**Extrait fourni**.
****************

En 2010, cinq des six sociétés concessionnaires ont obtenu du gouvernement la prolongation d’un an de leur concession, soit un cadeau estimé à 2 milliards d’euros. En échange, celle-ci se sont engagées à réaliser des investissements dits « écolo » d’un montant de 1,03 milliard d’euros sur trois ans (notamment: la mise en place de péage automatiques).
Par décret publié le 29 mai 2013 au Journal officiel, le gouvernement a officialisé l’augmentation de la redevance domaniale – le « loyer » payé par année par les entreprises à l’Etat pour l’occupation du domaine public – . Celle-ci est passée de 180 à environ 290 millions d’euros par an.
Les sociétés concessionnaires, qui considèrent que cette hausse n’est pas conforme aux principes contractuels de la concession de service public (elle est en effet substantielle), ont fait connaitre leur volonté d’engager un recours.
Une mauvaise nouvelle n’arrivant jamais seule, et suite au rapport accablant de la Cour des Comptes en matière de tarifs autoroutiers, la hausse des péages de 2014 sera la plus faible enregistrée depuis 10 ans.
Les concessionnaires semblent donc appelés par le gouvernement à un peu se serrer la ceinture.
Cependant, afin de finaliser son plan de relance autoroutier le gouvernement socialiste a cédé sur le volet de la durée des concessions.
Très récemment, le journal Marianne nous a appris que le gouvernement Ayrault entendait finaliser son plan de relance en prolongeant une nouvelle fois, de trois ans, la durée d’exploitation des autoroutes par leurs actuels concessionnaires. Ce plan reporte à 2033 en moyenne la fin des concessions dont disposent les groupes Vinci, Eiffage et Albertis.
En contrepartie, ceux-là devraient prendre à leur charge une vingtaine de projets d’aménagement de sections autoroutières autour de grandes villes, de liaisons entre des autoroutes existantes, ou encore la mise aux normes de sections existantes. L’ensemble devrait représenter un montant de 3,7 milliards d’euros.

****************

**Données**.
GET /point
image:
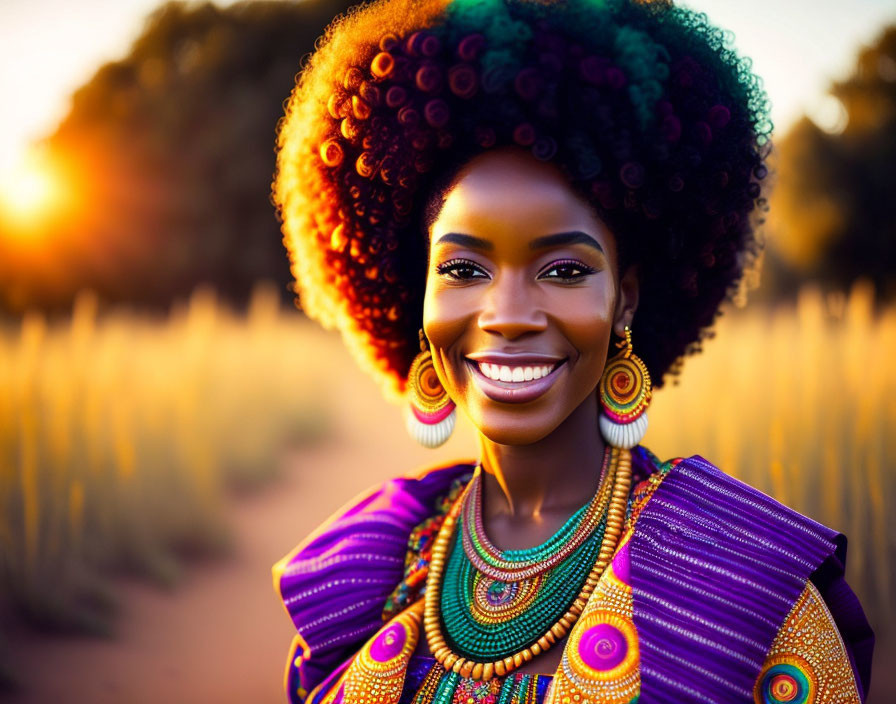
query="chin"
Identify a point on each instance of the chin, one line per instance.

****************

**Travail demandé**.
**a)** Selon l'extrait fourni, quel est le montant annuel de la redevance domaniale après la hausse officialisée par le décret du 29 mai 2013 ?
**b)** Citez le passage de l'extrait fourni qui va de « Par décret publié » jusqu'à « depuis 10 ans. ».

**Réponses aux problèmes**.
**a)** Environ 290 millions d'euros par an.

**b)**
Par décret publié le 29 mai 2013 au Journal officiel, le gouvernement a officialisé l’augmentation de la redevance domaniale – le « loyer » payé par année par les entreprises à l’Etat pour l’occupation du domaine public – . Celle-ci est passée de 180 à environ 290 millions d’euros par an.
Les sociétés concessionnaires, qui considèrent que cette hausse n’est pas conforme aux principes contractuels de la concession de service public (elle est en effet substantielle), ont fait connaitre leur volonté d’engager un recours.
Une mauvaise nouvelle n’arrivant jamais seule, et suite au rapport accablant de la Cour des Comptes en matière de tarifs autoroutiers, la hausse des péages de 2014 sera la plus faible enregistrée depuis 10 ans.